Saved entries

[Start of section]

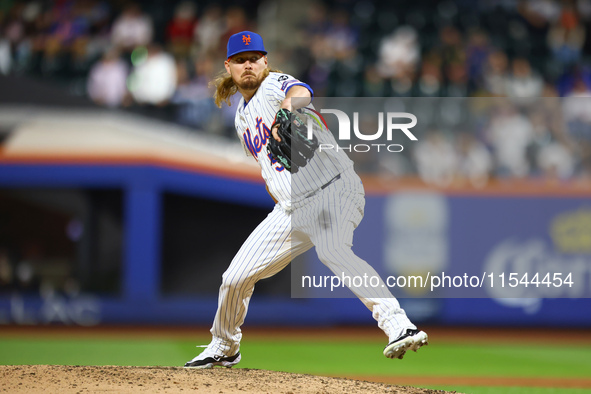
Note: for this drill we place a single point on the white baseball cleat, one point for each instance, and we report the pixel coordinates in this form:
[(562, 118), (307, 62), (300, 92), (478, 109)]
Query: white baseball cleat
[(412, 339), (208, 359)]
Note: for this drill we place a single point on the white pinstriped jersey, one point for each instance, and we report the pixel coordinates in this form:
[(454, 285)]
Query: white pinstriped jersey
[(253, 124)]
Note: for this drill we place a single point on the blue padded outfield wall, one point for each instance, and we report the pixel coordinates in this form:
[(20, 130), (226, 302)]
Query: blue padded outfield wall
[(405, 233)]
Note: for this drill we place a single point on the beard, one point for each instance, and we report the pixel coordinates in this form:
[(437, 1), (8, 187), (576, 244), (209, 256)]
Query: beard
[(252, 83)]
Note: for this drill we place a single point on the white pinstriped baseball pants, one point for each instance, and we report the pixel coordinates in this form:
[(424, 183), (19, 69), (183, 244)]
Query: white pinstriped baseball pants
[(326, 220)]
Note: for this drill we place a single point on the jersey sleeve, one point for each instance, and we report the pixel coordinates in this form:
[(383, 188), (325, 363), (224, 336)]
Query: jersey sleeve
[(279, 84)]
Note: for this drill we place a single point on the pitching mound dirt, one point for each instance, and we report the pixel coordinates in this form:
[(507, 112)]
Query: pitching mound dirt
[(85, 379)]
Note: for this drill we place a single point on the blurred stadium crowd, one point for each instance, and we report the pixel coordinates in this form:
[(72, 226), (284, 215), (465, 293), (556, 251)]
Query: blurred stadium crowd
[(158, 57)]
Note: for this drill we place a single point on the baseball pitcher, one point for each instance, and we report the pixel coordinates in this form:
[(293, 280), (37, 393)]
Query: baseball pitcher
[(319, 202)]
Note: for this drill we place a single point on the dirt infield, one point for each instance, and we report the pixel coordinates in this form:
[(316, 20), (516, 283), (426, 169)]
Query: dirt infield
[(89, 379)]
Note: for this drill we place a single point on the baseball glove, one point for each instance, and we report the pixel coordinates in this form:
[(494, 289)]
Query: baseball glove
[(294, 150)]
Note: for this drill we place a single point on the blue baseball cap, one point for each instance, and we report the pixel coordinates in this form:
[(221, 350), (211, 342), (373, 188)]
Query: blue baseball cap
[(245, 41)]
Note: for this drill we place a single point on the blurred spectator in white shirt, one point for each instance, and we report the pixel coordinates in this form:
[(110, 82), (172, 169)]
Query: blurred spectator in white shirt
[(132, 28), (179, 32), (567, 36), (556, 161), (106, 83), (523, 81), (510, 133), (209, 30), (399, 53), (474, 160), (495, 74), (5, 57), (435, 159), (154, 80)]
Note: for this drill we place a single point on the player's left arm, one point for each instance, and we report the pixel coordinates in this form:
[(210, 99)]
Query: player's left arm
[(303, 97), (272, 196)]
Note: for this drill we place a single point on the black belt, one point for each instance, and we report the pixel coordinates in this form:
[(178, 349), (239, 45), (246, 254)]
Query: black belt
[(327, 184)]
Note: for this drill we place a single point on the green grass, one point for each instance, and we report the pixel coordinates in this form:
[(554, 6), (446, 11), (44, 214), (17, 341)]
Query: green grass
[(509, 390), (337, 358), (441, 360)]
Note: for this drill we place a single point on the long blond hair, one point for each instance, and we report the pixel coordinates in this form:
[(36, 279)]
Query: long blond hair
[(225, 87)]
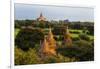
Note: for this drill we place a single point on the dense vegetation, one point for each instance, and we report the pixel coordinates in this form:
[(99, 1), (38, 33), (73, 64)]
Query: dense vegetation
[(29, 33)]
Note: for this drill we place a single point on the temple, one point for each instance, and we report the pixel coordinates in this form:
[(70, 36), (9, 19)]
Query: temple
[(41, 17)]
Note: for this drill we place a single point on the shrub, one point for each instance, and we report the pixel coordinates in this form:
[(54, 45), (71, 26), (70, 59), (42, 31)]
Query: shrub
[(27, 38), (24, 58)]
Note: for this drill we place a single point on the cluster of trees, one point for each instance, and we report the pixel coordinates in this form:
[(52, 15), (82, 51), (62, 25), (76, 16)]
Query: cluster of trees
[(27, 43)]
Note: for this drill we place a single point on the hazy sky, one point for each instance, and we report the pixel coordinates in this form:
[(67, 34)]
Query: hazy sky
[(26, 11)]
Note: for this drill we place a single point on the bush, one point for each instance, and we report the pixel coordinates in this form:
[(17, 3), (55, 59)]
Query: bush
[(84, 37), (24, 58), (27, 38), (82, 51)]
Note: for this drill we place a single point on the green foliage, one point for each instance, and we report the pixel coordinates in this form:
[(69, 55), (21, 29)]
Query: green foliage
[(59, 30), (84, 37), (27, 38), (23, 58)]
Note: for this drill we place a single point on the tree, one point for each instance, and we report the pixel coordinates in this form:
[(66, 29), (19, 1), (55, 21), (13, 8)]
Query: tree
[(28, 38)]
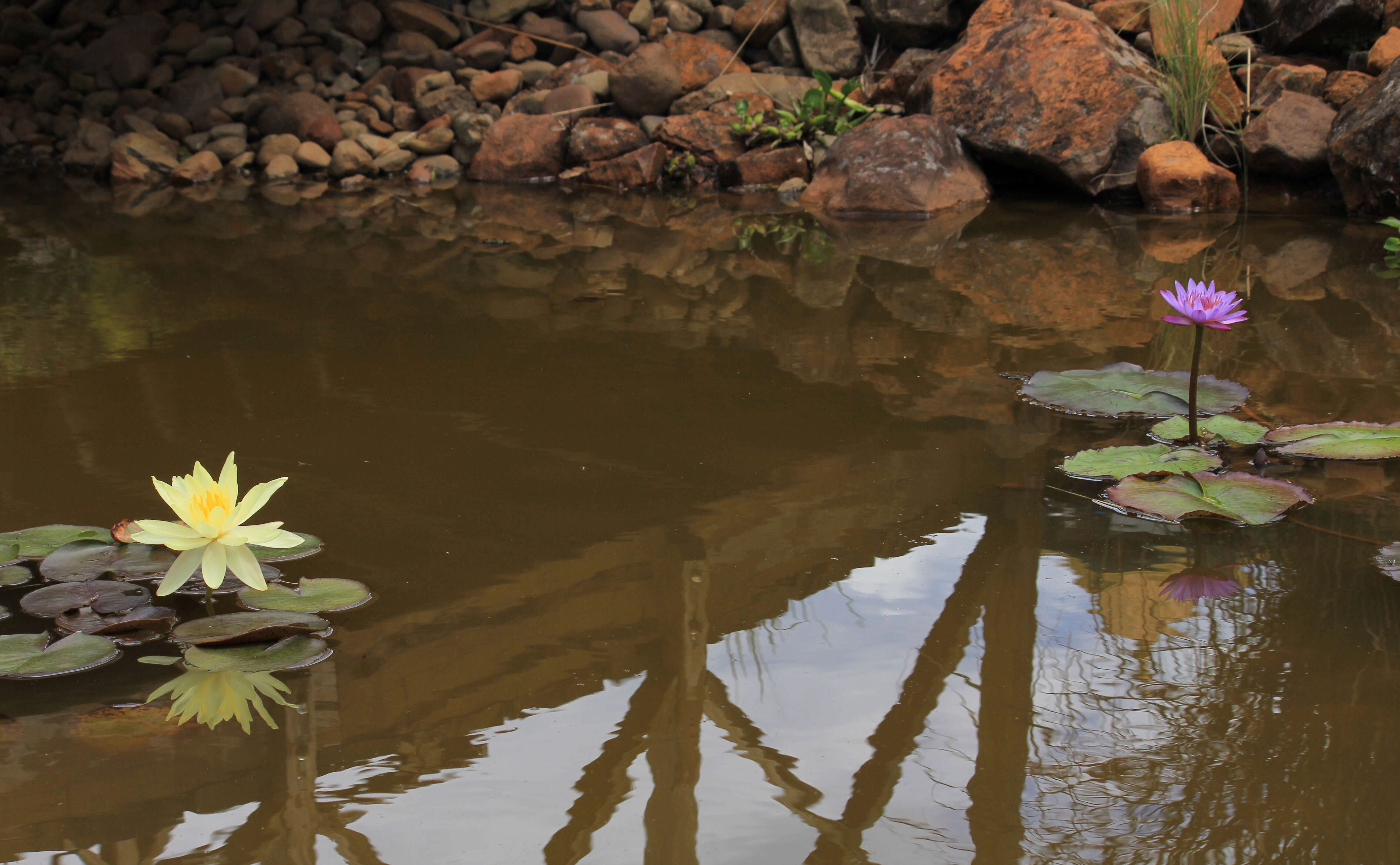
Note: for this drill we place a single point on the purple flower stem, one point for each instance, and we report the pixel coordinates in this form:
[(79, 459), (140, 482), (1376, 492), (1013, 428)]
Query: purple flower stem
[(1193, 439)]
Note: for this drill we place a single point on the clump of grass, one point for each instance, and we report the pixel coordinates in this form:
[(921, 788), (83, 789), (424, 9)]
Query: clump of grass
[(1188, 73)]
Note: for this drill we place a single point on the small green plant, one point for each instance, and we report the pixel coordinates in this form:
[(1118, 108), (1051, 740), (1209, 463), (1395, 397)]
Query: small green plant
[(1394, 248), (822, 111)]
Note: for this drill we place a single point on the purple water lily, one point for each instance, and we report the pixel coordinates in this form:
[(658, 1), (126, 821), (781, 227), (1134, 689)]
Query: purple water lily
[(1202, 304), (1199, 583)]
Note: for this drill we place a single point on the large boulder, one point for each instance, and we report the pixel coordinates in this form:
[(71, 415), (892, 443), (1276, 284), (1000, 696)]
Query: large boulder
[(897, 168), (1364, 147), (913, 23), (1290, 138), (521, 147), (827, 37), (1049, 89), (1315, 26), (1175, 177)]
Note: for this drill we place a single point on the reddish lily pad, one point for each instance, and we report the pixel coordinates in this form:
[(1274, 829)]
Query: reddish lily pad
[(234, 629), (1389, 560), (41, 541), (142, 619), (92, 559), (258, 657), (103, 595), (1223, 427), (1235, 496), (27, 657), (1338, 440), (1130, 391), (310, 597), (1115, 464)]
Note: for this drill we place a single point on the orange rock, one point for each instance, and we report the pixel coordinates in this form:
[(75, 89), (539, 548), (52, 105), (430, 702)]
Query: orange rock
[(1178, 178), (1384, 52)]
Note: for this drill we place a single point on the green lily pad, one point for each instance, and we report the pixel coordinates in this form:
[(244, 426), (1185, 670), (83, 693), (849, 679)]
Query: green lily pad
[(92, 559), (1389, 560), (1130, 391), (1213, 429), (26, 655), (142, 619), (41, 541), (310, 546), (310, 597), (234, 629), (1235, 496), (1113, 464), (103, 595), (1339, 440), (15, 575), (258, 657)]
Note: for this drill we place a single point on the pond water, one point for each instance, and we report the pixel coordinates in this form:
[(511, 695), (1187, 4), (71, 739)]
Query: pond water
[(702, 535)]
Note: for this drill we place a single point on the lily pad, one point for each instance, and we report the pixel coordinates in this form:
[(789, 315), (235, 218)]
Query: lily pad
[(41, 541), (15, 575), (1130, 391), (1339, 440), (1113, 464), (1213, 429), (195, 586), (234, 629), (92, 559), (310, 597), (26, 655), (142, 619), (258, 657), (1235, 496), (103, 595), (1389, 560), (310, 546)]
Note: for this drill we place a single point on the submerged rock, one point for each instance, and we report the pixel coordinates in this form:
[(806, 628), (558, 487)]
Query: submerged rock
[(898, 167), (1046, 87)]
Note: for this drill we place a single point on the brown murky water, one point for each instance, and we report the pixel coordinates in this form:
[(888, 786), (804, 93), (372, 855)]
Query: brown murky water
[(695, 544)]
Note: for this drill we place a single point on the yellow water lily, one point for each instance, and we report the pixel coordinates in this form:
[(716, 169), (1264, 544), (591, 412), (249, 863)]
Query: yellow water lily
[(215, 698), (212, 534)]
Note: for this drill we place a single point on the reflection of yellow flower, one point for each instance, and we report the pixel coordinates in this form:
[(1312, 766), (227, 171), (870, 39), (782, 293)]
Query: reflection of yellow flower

[End of section]
[Start of section]

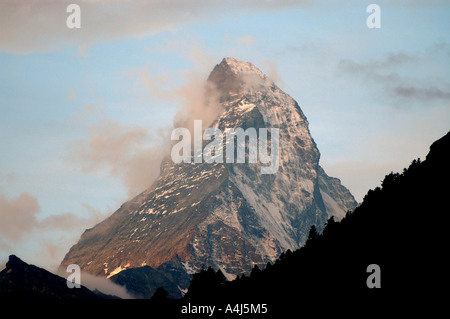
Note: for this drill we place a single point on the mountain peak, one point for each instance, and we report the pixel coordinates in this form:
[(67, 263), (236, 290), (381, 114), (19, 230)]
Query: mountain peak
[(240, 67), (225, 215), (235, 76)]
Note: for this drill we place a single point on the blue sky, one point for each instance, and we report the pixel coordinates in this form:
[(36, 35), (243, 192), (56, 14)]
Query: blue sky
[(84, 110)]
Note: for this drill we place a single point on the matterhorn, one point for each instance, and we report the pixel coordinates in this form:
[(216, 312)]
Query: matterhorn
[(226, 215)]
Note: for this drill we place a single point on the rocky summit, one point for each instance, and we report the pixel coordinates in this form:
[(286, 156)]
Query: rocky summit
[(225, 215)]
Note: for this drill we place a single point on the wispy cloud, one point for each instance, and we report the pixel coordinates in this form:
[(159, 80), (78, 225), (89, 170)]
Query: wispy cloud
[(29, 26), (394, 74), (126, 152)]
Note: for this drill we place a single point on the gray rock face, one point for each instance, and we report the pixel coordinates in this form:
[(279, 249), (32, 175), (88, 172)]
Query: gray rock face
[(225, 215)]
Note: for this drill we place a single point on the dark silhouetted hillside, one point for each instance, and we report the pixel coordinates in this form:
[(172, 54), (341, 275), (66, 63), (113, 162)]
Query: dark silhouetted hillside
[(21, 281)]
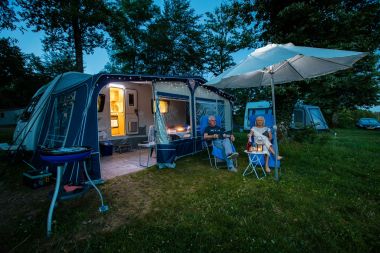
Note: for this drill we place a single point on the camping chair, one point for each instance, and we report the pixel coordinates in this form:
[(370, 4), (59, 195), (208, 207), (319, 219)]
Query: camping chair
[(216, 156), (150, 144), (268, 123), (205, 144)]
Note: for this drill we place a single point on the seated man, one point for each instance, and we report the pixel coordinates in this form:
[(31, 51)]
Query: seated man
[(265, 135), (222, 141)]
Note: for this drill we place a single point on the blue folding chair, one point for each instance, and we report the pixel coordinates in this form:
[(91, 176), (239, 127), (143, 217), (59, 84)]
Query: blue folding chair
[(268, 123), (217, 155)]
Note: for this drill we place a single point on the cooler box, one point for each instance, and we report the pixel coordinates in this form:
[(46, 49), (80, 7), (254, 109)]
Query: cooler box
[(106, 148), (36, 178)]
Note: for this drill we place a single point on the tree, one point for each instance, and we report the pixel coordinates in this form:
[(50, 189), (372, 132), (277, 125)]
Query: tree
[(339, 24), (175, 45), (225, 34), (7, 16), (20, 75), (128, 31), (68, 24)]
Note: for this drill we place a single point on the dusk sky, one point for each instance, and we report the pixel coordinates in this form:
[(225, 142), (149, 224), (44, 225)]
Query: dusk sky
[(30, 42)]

[End of section]

• [Work instructions]: Word for word, restate the lines above from the line containing "[(716, 169), (1264, 544), (591, 412), (249, 863)]" through the line containing "Query: reflection of yellow flower", with both included and nothing else.

• [Finished exercise]:
[(716, 169), (1264, 544), (591, 412), (249, 863)]
Query: yellow water lily
[(215, 698), (212, 534)]
Note: for this drill we place a single point on the reflection of yellow flower, one point for each instance, and we report the pixel coordinates in this form:
[(1312, 766), (227, 171), (870, 39), (782, 293)]
Query: reflection of yellow flower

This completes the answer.